Exercise tasks>
**1.** In the interview about Irish startups, what does the interviewee say is the main challenge, if not finding founders?
**2.** Extend the interview about Irish startups, picking up right after its final question.

How come hospitals allowed you to test your robot in such a short time?

On the one hand, the urgency of the crisis sped up administrative procedures. On the other hand, Irish people and institutions are very open to testing early-stage innovations. This was particularly important during the hardest times of the pandemic. With travel restrictions in place, we built a local network of experts and clinical sites that enabled us to make a lot of progress with relatively little funding. Another Irish startup, Manna Drone Delivery, for example, partnered with a town on Ireland’s west coast to deploy their proof of concept. I see Ireland as a “sandbox” for deeptech companies, because it gives them the chance to quickly iterate and refine their technology to ensure product market fit. We hope this will contribute to making Ireland an attractive place for entrepreneurs. 


What are the other strengths of the Irish ecosystem? 

Aside from the openness of the community to piloting innovations, Ireland has a critical mass of  potential entrepreneurs, encouraged by local success stories like Stripe and trained in the Big Tech companies based in the capital. As Dublin remains a small city, there also are plenty of opportunities for funders to come together and share ideas. So the challenge is not finding founders, but raising capital, especially if you are in an unconventional field like us. For software and fintech entrepreneurs, Dublin is probably one of the best places in Europe today. For hardware, time will tell. If we manage to be successful, other hardware companies will certainly follow in our footsteps, but for the moment, our sector remains uncertain. 


Why is it so difficult for a hardware startup to raise funds?

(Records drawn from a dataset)
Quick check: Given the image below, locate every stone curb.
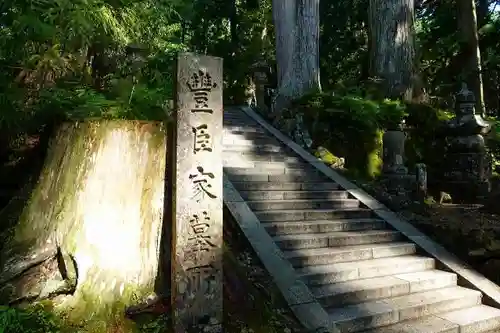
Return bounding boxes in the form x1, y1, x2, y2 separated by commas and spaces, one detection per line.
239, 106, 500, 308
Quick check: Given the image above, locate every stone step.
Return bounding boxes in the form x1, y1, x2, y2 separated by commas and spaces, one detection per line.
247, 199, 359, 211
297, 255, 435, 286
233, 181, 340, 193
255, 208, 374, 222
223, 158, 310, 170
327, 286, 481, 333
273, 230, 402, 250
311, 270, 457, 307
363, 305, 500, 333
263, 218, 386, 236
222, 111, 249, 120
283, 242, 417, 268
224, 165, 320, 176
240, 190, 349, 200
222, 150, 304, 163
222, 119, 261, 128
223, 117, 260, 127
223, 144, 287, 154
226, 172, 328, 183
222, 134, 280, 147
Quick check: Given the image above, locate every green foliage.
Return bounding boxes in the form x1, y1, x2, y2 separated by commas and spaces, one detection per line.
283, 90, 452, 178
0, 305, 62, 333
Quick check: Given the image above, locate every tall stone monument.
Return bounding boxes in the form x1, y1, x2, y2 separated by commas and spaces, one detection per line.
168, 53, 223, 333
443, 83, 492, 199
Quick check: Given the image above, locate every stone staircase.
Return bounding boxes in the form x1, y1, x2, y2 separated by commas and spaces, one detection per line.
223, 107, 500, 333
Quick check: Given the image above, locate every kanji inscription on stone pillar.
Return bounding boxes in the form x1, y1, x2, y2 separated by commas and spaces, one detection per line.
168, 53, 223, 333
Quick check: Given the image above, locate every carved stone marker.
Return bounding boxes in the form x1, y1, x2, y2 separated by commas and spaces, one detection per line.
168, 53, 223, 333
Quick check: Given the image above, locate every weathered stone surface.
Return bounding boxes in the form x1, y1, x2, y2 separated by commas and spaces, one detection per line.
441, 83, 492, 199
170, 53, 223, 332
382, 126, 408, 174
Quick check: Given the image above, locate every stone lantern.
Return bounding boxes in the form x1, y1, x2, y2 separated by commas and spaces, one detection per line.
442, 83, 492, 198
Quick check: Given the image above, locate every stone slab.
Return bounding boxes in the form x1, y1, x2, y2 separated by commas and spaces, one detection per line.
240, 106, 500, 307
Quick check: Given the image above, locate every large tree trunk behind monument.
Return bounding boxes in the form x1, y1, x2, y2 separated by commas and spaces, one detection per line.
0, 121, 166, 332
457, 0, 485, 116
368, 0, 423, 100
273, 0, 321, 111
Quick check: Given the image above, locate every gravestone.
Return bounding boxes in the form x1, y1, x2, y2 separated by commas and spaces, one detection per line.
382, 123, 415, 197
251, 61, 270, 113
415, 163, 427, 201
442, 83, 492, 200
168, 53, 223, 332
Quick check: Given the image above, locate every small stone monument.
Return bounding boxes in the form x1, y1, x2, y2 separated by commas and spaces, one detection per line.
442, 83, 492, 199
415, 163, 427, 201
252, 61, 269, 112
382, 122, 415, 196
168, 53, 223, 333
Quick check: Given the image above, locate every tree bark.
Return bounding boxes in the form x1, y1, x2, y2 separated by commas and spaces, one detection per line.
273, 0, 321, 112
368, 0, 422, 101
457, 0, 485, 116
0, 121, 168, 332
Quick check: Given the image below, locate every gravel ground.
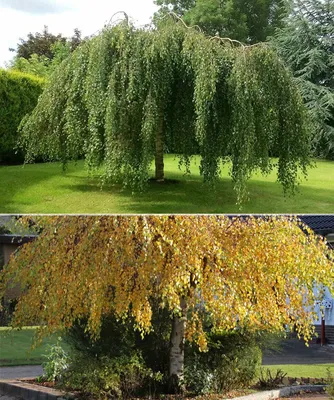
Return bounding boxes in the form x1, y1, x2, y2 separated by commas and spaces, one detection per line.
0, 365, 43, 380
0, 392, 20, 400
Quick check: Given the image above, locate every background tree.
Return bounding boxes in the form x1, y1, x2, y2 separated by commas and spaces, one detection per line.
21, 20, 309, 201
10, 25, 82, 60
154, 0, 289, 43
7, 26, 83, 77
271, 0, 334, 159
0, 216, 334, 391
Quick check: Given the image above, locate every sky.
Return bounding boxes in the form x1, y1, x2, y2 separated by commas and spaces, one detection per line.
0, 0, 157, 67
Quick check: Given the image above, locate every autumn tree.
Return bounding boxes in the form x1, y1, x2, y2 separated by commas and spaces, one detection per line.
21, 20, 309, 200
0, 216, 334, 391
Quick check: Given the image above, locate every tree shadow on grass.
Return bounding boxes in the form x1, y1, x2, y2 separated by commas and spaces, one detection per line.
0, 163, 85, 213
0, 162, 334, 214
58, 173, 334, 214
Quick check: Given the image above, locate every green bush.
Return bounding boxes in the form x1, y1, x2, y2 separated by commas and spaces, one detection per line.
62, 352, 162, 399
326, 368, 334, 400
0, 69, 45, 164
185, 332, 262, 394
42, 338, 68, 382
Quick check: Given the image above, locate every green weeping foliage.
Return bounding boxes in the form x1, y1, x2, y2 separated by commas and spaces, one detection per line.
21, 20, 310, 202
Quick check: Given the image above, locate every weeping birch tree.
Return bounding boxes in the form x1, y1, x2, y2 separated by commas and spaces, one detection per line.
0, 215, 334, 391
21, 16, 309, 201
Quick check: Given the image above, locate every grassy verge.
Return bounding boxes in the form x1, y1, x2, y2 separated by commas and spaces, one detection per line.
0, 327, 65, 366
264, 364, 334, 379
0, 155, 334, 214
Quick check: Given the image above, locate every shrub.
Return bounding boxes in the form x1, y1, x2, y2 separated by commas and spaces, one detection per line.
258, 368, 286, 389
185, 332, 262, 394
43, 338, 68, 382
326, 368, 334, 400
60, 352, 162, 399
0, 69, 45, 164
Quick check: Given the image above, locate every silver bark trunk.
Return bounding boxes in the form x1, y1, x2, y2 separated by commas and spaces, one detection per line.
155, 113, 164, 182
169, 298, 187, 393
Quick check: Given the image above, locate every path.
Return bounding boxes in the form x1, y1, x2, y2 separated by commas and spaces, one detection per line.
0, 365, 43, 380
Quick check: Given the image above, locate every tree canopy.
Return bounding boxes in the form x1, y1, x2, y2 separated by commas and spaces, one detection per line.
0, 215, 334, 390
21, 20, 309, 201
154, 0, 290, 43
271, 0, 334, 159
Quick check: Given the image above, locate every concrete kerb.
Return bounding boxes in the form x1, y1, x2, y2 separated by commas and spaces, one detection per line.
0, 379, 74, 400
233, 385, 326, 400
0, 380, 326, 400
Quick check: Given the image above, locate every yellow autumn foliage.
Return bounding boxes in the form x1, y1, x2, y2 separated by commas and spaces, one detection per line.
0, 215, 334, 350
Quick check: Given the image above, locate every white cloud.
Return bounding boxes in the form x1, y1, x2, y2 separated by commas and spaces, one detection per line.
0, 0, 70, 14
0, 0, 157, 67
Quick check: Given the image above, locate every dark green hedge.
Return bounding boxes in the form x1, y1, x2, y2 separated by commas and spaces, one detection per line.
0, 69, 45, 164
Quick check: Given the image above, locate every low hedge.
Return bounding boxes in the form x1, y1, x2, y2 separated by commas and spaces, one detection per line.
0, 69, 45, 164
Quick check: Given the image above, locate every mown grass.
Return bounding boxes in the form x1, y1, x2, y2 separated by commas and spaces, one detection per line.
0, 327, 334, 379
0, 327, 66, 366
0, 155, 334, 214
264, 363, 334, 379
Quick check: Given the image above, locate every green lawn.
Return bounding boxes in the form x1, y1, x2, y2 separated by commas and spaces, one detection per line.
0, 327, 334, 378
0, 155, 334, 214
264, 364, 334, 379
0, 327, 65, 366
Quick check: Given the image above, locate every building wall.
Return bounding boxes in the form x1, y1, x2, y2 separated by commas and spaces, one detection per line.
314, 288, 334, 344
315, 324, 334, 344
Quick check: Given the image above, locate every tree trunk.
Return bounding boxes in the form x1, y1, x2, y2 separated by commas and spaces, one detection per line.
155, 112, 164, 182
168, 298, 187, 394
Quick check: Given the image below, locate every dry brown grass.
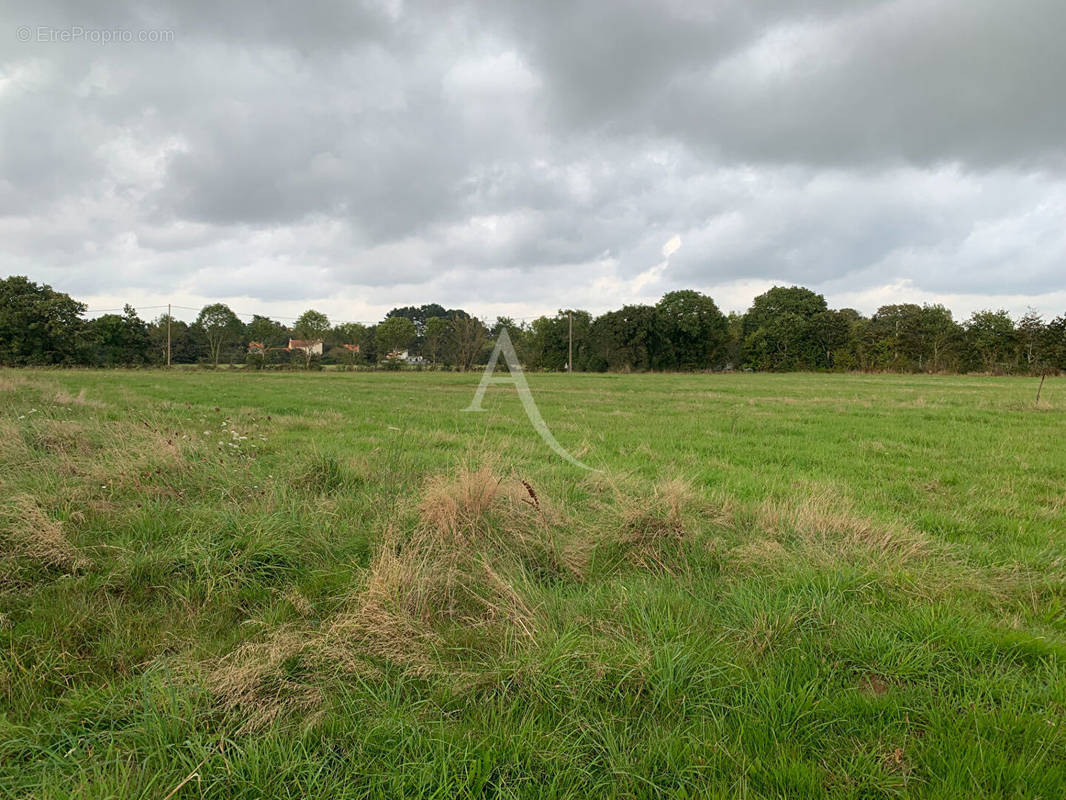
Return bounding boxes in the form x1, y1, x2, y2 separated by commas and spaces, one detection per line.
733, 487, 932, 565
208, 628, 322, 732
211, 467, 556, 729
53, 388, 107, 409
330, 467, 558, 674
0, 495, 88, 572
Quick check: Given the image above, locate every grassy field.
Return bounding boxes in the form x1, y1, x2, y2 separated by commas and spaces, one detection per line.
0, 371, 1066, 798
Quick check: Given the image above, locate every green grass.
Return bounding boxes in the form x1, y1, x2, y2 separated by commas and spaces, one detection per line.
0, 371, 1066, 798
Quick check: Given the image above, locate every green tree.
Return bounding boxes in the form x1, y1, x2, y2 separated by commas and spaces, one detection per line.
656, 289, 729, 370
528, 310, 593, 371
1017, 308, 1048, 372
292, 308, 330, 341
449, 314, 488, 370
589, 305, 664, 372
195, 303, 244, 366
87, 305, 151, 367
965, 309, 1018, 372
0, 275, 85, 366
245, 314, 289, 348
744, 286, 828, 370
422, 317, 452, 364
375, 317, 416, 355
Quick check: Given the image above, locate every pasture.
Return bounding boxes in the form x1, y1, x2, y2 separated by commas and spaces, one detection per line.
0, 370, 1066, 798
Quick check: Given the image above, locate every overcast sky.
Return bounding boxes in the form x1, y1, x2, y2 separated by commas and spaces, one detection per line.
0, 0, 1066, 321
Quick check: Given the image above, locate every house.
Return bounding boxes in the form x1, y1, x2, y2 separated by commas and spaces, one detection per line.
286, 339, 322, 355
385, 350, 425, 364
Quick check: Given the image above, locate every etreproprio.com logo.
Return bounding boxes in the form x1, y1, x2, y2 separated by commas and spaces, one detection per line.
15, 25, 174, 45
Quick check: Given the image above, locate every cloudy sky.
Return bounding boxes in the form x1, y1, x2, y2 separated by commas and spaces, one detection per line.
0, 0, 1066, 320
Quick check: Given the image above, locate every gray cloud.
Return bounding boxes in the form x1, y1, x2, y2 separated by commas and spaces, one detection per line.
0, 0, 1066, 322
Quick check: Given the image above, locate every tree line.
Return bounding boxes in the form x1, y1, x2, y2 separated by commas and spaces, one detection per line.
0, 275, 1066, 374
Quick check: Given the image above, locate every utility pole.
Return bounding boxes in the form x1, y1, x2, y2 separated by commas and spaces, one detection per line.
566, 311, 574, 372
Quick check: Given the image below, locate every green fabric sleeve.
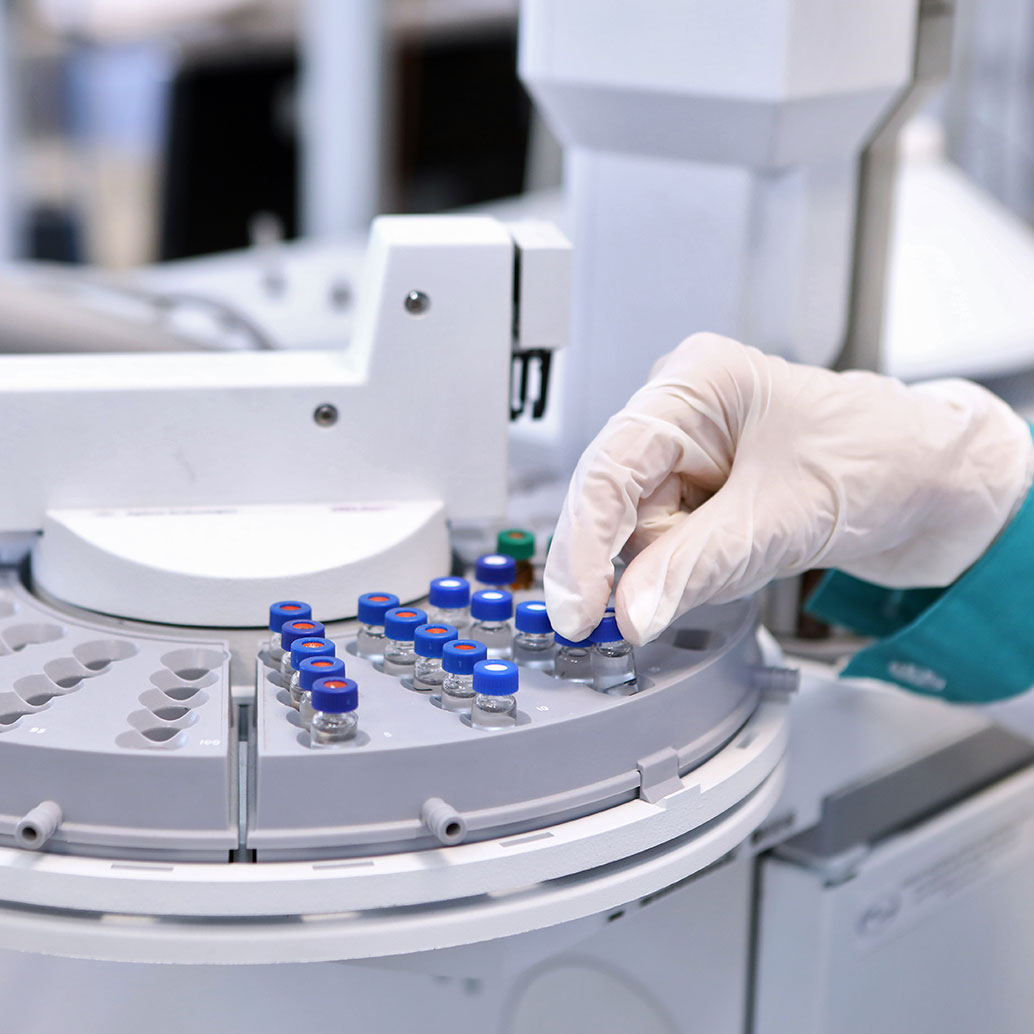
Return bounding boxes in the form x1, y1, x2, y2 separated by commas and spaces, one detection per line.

Results>
**1.** Raising capital, especially in an unconventional field.

**2.**
Investors, especially in Europe, usually want to see revenue before investing in a company. This is unrealistic for businesses in very disruptive fields like robotics at the seed stage. Another problem is that we don’t easily fit in investment categories. We are often told that we are out of the scope of medtech because what we are building isn’t a medical device, but we are also out of the scope of software/AI investors because our product is more than just a piece of software. The third and most fundamental problem, however, is that VCs automatically associate hardware with high risk. They only remember failures, and hardware failures are spectacular. But they overlook the fact that the highest value companies today (Apple, Tesla etc.) are first and foremost hardware companies. 


Can you give us three reasons why investors should put their money into robotics? 

First, because if they don’t, Europe will be missing (yet another) historical opportunity. Robotics is still in its infancy, but it will be one of the key technologies in the next 20 years. Second, because we run the risk of lagging behind our international competitors: the US and China are already funding the industry much more than we are. And third, if we don’t take action now, we will soon be faced with a brain drain. Many teams are already leaving for the US, either to raise funds or to take up jobs. The robotics industry in Europe is shrinking. But there is still hope: a few companies are showing that assistive robotics can work and that ventures in this industry can do well in Europe. In Barcelona, for example, there’s Pal Robotics, while in Denmark you find Universal Robotics. I think the EU should position itself in this industry, especially as it increasingly advocates for trustworthy AI.

Thank you for sharing your experience with us, Conor. We can’t wait to see you at the France is AI conference in Paris on November 8th!